Repeat all of the records below, swapping "instance" for "occurrence" everywhere and leaving the rest unchanged.

>> BEGIN RECORDS FOR THE TASK

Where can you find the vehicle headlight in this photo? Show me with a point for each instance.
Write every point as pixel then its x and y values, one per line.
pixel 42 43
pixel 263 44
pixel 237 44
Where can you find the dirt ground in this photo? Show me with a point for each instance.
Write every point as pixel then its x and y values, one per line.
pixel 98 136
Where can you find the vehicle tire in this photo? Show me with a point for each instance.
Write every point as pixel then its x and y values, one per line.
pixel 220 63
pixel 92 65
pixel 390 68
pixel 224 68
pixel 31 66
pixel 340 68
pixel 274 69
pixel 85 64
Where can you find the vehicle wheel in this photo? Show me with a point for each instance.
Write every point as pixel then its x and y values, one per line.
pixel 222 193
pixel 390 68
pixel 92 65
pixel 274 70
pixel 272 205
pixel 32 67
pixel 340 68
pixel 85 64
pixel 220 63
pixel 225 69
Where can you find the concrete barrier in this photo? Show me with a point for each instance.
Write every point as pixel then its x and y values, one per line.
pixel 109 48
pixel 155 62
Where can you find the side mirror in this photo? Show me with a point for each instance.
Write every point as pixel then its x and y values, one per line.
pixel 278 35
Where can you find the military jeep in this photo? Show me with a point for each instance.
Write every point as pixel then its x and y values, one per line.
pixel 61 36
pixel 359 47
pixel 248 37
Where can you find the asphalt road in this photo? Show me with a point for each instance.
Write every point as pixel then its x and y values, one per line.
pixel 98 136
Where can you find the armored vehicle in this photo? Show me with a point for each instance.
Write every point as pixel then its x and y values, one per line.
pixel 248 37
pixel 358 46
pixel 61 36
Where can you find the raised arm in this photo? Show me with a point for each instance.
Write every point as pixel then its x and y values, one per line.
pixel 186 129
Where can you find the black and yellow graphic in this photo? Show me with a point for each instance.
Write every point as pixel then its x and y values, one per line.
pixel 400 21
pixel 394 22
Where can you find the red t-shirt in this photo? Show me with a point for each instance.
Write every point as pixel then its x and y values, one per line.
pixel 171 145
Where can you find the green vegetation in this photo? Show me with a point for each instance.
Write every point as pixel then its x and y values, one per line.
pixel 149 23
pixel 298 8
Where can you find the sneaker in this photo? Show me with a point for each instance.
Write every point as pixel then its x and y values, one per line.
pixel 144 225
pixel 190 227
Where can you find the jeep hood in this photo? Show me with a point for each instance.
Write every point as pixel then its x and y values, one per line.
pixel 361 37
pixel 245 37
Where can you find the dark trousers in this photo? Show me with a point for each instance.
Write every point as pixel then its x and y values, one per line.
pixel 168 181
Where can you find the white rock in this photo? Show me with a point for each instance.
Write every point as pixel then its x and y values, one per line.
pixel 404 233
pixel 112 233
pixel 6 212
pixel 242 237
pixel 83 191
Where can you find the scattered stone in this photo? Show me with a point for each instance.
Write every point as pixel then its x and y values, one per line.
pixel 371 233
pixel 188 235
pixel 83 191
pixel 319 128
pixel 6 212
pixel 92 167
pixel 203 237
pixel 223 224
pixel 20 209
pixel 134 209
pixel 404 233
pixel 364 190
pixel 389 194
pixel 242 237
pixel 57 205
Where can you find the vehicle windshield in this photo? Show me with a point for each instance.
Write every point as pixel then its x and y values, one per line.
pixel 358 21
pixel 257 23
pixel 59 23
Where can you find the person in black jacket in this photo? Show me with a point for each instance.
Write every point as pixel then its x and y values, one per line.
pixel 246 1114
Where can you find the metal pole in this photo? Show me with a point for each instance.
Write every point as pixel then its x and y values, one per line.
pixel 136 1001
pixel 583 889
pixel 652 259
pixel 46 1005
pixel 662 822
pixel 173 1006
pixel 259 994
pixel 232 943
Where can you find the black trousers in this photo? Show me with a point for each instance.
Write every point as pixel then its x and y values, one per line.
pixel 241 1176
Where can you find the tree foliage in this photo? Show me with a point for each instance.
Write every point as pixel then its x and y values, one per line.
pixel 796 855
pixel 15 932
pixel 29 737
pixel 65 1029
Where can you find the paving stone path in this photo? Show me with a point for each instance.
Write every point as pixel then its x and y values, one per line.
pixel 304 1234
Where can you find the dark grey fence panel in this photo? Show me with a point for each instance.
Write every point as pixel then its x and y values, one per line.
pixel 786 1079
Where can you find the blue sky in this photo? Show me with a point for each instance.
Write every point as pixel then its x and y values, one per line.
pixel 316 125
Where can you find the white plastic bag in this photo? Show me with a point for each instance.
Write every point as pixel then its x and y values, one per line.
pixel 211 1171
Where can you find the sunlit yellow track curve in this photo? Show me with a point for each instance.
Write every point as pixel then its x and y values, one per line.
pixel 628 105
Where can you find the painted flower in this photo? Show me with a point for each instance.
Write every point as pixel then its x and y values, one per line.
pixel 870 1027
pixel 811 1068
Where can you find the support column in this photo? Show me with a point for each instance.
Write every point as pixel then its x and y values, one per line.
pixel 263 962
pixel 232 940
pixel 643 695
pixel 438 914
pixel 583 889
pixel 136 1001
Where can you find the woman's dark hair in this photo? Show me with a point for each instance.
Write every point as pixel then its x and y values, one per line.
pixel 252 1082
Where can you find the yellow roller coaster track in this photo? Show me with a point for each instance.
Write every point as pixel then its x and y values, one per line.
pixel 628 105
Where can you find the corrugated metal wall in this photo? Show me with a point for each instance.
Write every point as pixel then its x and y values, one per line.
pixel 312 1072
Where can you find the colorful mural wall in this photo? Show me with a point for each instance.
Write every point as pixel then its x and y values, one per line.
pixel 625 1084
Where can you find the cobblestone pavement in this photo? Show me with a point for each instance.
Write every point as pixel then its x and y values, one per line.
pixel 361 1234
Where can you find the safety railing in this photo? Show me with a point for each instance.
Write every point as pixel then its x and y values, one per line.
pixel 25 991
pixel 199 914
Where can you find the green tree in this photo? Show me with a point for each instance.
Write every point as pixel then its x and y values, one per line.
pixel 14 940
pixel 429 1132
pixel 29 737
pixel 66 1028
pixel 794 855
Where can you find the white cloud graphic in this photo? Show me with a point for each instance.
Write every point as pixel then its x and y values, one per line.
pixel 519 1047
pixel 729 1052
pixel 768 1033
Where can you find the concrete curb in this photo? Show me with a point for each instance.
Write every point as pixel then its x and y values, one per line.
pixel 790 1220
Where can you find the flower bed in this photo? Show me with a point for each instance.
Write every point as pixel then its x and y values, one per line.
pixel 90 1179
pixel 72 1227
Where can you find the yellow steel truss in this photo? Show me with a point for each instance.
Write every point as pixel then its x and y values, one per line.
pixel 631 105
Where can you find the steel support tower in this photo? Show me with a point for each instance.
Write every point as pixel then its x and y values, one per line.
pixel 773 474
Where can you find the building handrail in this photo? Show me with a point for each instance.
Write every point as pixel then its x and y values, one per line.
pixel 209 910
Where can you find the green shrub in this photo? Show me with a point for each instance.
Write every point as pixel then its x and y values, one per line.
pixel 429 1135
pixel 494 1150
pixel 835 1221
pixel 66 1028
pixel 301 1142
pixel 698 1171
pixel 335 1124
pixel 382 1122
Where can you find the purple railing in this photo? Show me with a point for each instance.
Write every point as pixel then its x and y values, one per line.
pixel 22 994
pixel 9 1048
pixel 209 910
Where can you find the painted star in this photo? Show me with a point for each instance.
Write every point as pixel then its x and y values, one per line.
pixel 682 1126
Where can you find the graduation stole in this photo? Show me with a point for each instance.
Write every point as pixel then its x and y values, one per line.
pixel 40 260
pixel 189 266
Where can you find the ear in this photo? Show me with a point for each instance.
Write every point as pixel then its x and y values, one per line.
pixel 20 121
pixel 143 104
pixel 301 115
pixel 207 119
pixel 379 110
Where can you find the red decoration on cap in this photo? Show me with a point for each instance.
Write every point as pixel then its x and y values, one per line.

>> END RECORDS FOR THE TASK

### ANSWER TO THIS EXERCISE:
Where can you find the vehicle headlight in this photo? Show me with a point for each occurrence.
Write every point as pixel then its x and y values, one per line.
pixel 42 43
pixel 263 44
pixel 237 44
Where can you find the dirt ground in this photo? Show me with a point for each occurrence.
Write every point as pixel then its x and y values, one per line.
pixel 98 136
Where can you find the vehicle tire in this photo? Show me with a point for each occurrence.
Write every point as pixel then its x and y values, one per line.
pixel 220 63
pixel 92 65
pixel 390 68
pixel 224 68
pixel 31 66
pixel 340 68
pixel 274 69
pixel 85 64
Where can you find the vehicle wheel in this photo? Show me with a point for each occurrence.
Write every point as pixel then its x and y values, one per line.
pixel 222 193
pixel 390 68
pixel 92 65
pixel 274 70
pixel 272 205
pixel 32 67
pixel 340 68
pixel 85 64
pixel 220 63
pixel 225 69
Where can you find the concrete barrier in this photo? Show me with a point for each occurrence.
Write every point as pixel then its x and y values, one per line.
pixel 109 48
pixel 155 62
Where can you find the side mirror in this photo? Show me with a point for each occurrence.
Write every point as pixel then its x and y values, one per line.
pixel 278 35
Where can you find the military jeep in this photo? Show me with a point for each occurrence.
Write every point as pixel then its x and y values, one per line.
pixel 61 36
pixel 359 47
pixel 248 37
Where can you find the asphalt road in this photo? Show me with a point for each occurrence.
Write every point as pixel then its x and y values, one per line.
pixel 98 136
Where can you find the armored vehicle in this photo? Show me with a point for each occurrence.
Write every point as pixel then its x and y values, one per line.
pixel 248 37
pixel 358 46
pixel 61 36
Where can you find the raised arm in this photo? Show me with a point for each occurrence.
Write every point as pixel then its x and y values, one per line.
pixel 186 129
Where can you find the black and yellow graphic in this photo? Show me with a point for each occurrence.
Write every point as pixel then its x and y values, one per line.
pixel 400 21
pixel 394 22
Where can you find the red t-shirt in this photo? Show me with a point for each occurrence.
Write every point as pixel then its x and y values, one per line.
pixel 171 145
Where can you find the green vegetation in this photo? Show me with a point for each occurrence.
Write every point as pixel then its x and y values, one per line.
pixel 149 23
pixel 298 8
Where can you find the sneaker in this photo? Show me with a point for each occurrence.
Write every point as pixel then its x and y values, one per line.
pixel 144 225
pixel 190 227
Where can you find the jeep hood in this photo? Show me with a point for each occurrence.
Write every point as pixel then its x and y values, one per line.
pixel 361 37
pixel 245 37
Where can you find the dark trousers in this photo? Show me with a point for each occurrence.
Write every point as pixel then its x and y values, one per line.
pixel 168 181
Where can you find the white rock in this photo? Show me with a point for each occurrence.
Write every point as pixel then its x and y values, one per line.
pixel 404 233
pixel 112 233
pixel 6 212
pixel 242 237
pixel 83 191
Where can you find the scattered stone in this photo? Show me with a point for each occurrence.
Write every point as pixel then its x and y values, one per line.
pixel 371 233
pixel 188 235
pixel 83 191
pixel 319 128
pixel 6 212
pixel 92 167
pixel 203 237
pixel 223 224
pixel 20 209
pixel 134 209
pixel 404 233
pixel 364 190
pixel 389 194
pixel 242 237
pixel 57 205
Where can you find the vehicle windshield in this photo? Show me with a point for each occurrence.
Write every point as pixel then its x and y values, one per line.
pixel 358 21
pixel 257 23
pixel 59 23
Where can you find the person in black jacket in this photo? Show me with a point for each occurrence.
Write every point as pixel then its x and y values, one per line.
pixel 246 1114
Where can you find the metal pole in this photo? Show me with a point for each occurrence.
Write every point as pixel then its x and y values, one per line.
pixel 136 1001
pixel 583 889
pixel 652 259
pixel 46 1005
pixel 662 822
pixel 173 1006
pixel 259 994
pixel 232 943
Where can you find the black trousers in this photo? Show me with a point for each occurrence.
Write every point as pixel then its x and y values, one per line.
pixel 241 1176
Where can you find the tree foliage in this photo? Show me with a point for each occurrence.
Write every point as pixel then its x and y values, one per line.
pixel 796 855
pixel 15 932
pixel 29 737
pixel 65 1029
Where can you find the paving stone path in this photo? Show me with a point for each occurrence.
Write every point as pixel then its x and y values, one per line.
pixel 304 1234
Where can you find the dark grey fence panel in this photo? Show me with a point for each occurrence.
Write every point as pixel then its x and y values, one per line.
pixel 786 1079
Where can you find the blue sky in this photo? Show me with a point for each occurrence.
Write every point as pixel then its x and y values, one per line.
pixel 316 125
Where can you find the white plastic bag in this photo? Show me with a point for each occurrence.
Write every point as pixel then its x and y values, one per line.
pixel 211 1171
Where can you find the sunlit yellow track curve in this photo? Show me with a point for each occurrence.
Write every point as pixel then its x and y values, one per line.
pixel 628 105
Where can you find the painted flower in this photo? Show me with a point for each occurrence.
Write every point as pixel then its x and y values, one per line.
pixel 870 1027
pixel 811 1068
Where can you find the support column in this photo? Show me with a point for each occurrence.
Write every point as pixel then its x and y values, one per line.
pixel 263 962
pixel 232 940
pixel 643 695
pixel 438 914
pixel 583 889
pixel 136 1001
Where can you find the woman's dark hair in this photo? Show me with a point for each occurrence.
Write every point as pixel then its x and y values, one per line.
pixel 252 1082
Where can you find the yellow roller coaster track in this photo? Show me with a point for each occurrence.
Write every point as pixel then its x and y values, one per line.
pixel 628 105
Where can you find the corrugated metal wall in this photo? Show me with a point for each occurrence.
Write every point as pixel then its x and y values, one per line.
pixel 312 1072
Where can you find the colorful mural wall in this photo? Show me with a point for each occurrence.
Write every point as pixel then its x and y values, one per line.
pixel 625 1084
Where can you find the cobblestone pavement in this photo? Show me with a point for each occurrence.
Write every point as pixel then its x and y values, one per line.
pixel 361 1234
Where can you find the safety railing in this photo? Show me with a point for each occurrence.
Write every point as pixel then its x and y values, one per line.
pixel 25 991
pixel 199 914
Where can you find the green tree in this photo? Show me with a point for each occurrence.
Write every point as pixel then its x and y values, one per line.
pixel 14 940
pixel 429 1132
pixel 29 737
pixel 66 1028
pixel 794 855
Where can you find the white cloud graphic in this photo? Show me with a point for each occurrence.
Write every point as pixel then its x and y values, one per line.
pixel 519 1047
pixel 729 1052
pixel 768 1033
Where can you find the concrete curb in this photo? Show me with a point for each occurrence.
Write every point as pixel then its x and y values, one per line.
pixel 790 1220
Where can you find the flower bed in this photo? Show me with a point for each occurrence.
Write every point as pixel then its x and y values, one per line.
pixel 90 1179
pixel 72 1227
Where can you find the yellow steel truss in this photo? Show me with a point for each occurrence.
Write every point as pixel then its x and y values, one per line.
pixel 631 105
Where can you find the steel support tower in this photo? Show me with a point for each occurrence.
Write every point as pixel then its x and y values, one per line.
pixel 773 474
Where can you find the building handrail in this photo? Show me with a point for each occurrence.
Write every point as pixel then its x and y values, one per line.
pixel 209 910
Where can you find the green shrub in this photo? Show me with a point for each occurrence.
Write every point as pixel then its x and y values, one per line.
pixel 429 1135
pixel 494 1150
pixel 835 1221
pixel 66 1028
pixel 301 1142
pixel 698 1171
pixel 335 1124
pixel 382 1122
Where can you find the purple railing in this photo? Show me with a point for each occurrence.
Write every point as pixel then its x and y values, one per line.
pixel 22 994
pixel 9 1048
pixel 209 910
Where can you find the painted star in this photo? Show me with a point for each occurrence.
Write every point as pixel then its x and y values, one per line.
pixel 682 1126
Where can you find the graduation stole in this photo? Show me with a point for each occurrence.
Write every point as pixel then its x and y values, one per line.
pixel 40 260
pixel 189 266
Where can you find the ear in this photo? Show me with a point for each occurrence.
Write every point as pixel then its x and y values, one per line.
pixel 20 121
pixel 143 104
pixel 301 115
pixel 207 119
pixel 379 110
Where can you find the red decoration on cap in this photo? Show me with a point for each occurrence.
Write every point as pixel then its x and y values, one per line.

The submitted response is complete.